▸ Records provided

^^^^

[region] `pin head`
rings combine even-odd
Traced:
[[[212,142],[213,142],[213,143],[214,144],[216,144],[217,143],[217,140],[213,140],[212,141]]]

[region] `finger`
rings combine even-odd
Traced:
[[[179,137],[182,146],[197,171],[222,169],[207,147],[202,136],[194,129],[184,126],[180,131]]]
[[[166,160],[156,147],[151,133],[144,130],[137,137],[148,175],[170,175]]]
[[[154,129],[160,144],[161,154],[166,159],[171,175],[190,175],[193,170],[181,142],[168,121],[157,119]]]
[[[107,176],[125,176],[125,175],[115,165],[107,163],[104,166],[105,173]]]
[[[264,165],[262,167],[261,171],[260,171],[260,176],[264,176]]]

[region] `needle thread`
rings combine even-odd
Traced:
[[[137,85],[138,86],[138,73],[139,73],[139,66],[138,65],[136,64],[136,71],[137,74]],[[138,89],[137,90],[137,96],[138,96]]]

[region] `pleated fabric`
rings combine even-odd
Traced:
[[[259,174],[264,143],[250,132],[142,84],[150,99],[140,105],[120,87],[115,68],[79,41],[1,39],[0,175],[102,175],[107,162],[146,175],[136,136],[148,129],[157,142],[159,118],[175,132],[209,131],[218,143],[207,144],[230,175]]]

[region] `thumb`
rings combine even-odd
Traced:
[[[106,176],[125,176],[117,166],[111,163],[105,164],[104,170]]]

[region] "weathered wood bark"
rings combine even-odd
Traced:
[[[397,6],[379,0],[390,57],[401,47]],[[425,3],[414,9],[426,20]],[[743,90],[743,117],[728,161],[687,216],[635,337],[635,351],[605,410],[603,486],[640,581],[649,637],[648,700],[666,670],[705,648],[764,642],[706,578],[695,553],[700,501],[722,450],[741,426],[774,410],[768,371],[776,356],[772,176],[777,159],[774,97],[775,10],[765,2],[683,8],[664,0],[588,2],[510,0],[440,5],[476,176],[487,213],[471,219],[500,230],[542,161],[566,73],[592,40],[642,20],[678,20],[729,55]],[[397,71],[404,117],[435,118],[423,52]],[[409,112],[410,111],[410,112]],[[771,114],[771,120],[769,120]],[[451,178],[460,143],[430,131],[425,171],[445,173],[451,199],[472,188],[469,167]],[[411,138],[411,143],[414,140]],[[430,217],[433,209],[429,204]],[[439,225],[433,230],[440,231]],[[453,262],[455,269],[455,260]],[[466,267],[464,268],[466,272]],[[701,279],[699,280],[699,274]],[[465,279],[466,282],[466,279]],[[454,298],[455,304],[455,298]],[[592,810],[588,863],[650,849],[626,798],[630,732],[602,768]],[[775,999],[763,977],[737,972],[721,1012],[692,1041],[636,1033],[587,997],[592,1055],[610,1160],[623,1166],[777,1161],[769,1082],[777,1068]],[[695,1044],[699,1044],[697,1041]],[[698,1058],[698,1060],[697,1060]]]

^^^^

▸ Set exercise
Return every line above, unchanged and in full.

▸ Correct result
[region] `pin head`
rings combine even-odd
Traced:
[[[212,142],[213,142],[213,143],[214,144],[216,144],[217,143],[217,140],[213,140],[212,141]]]

[region] `finger`
rings combine even-odd
Traced:
[[[179,137],[182,146],[197,171],[222,169],[207,147],[202,136],[194,129],[184,126],[180,131]]]
[[[166,160],[156,147],[151,133],[144,130],[137,137],[148,175],[170,175]]]
[[[154,129],[160,144],[161,154],[166,159],[171,175],[190,175],[193,170],[181,142],[168,121],[157,119]]]
[[[107,176],[125,176],[125,175],[115,165],[107,163],[104,166],[105,173]]]
[[[264,165],[262,167],[261,171],[260,171],[260,176],[264,176]]]

[region] `needle thread`
rings combine even-odd
Traced:
[[[137,85],[138,86],[138,73],[139,73],[139,66],[138,65],[136,64],[136,71],[137,74]],[[138,89],[137,90],[137,96],[138,96]]]

[region] `pleated fabric`
rings combine even-odd
Traced:
[[[259,174],[264,143],[250,132],[142,84],[150,99],[140,105],[120,87],[115,68],[79,41],[1,39],[0,175],[102,175],[107,162],[146,175],[136,136],[148,129],[157,142],[159,118],[175,132],[209,131],[218,143],[207,144],[230,175]]]

[region] `thumb`
rings combine even-odd
Traced:
[[[106,176],[125,176],[117,166],[111,163],[105,164],[104,170]]]

[region] "weathered wood bark"
rings combine even-odd
Traced:
[[[397,6],[379,0],[390,57],[401,47]],[[425,3],[414,9],[426,20]],[[743,90],[743,117],[728,161],[687,216],[635,337],[635,351],[605,410],[603,486],[640,581],[649,637],[648,700],[666,670],[705,648],[764,642],[706,578],[695,553],[700,501],[722,450],[741,426],[774,410],[768,371],[776,356],[772,176],[777,159],[774,97],[775,10],[765,2],[683,8],[664,0],[588,2],[510,0],[440,5],[476,176],[487,213],[471,219],[500,230],[542,161],[566,73],[592,40],[642,20],[678,20],[729,55]],[[397,71],[404,117],[435,118],[423,52]],[[409,112],[410,111],[410,112]],[[771,114],[771,120],[769,120]],[[451,178],[460,143],[430,131],[425,171],[445,173],[451,199],[472,188],[469,167]],[[411,138],[411,143],[414,140]],[[430,217],[433,209],[429,204]],[[439,225],[433,230],[440,231]],[[453,262],[455,269],[455,260]],[[466,267],[464,268],[466,272]],[[701,279],[699,280],[699,274]],[[465,279],[466,282],[466,279]],[[454,298],[455,304],[455,298]],[[592,810],[588,863],[650,849],[626,798],[630,732],[602,768]],[[775,999],[763,977],[737,972],[721,1012],[692,1041],[636,1033],[587,997],[592,1055],[610,1160],[623,1166],[777,1161],[769,1082],[777,1068]],[[695,1044],[699,1044],[697,1041]],[[698,1058],[698,1060],[697,1060]]]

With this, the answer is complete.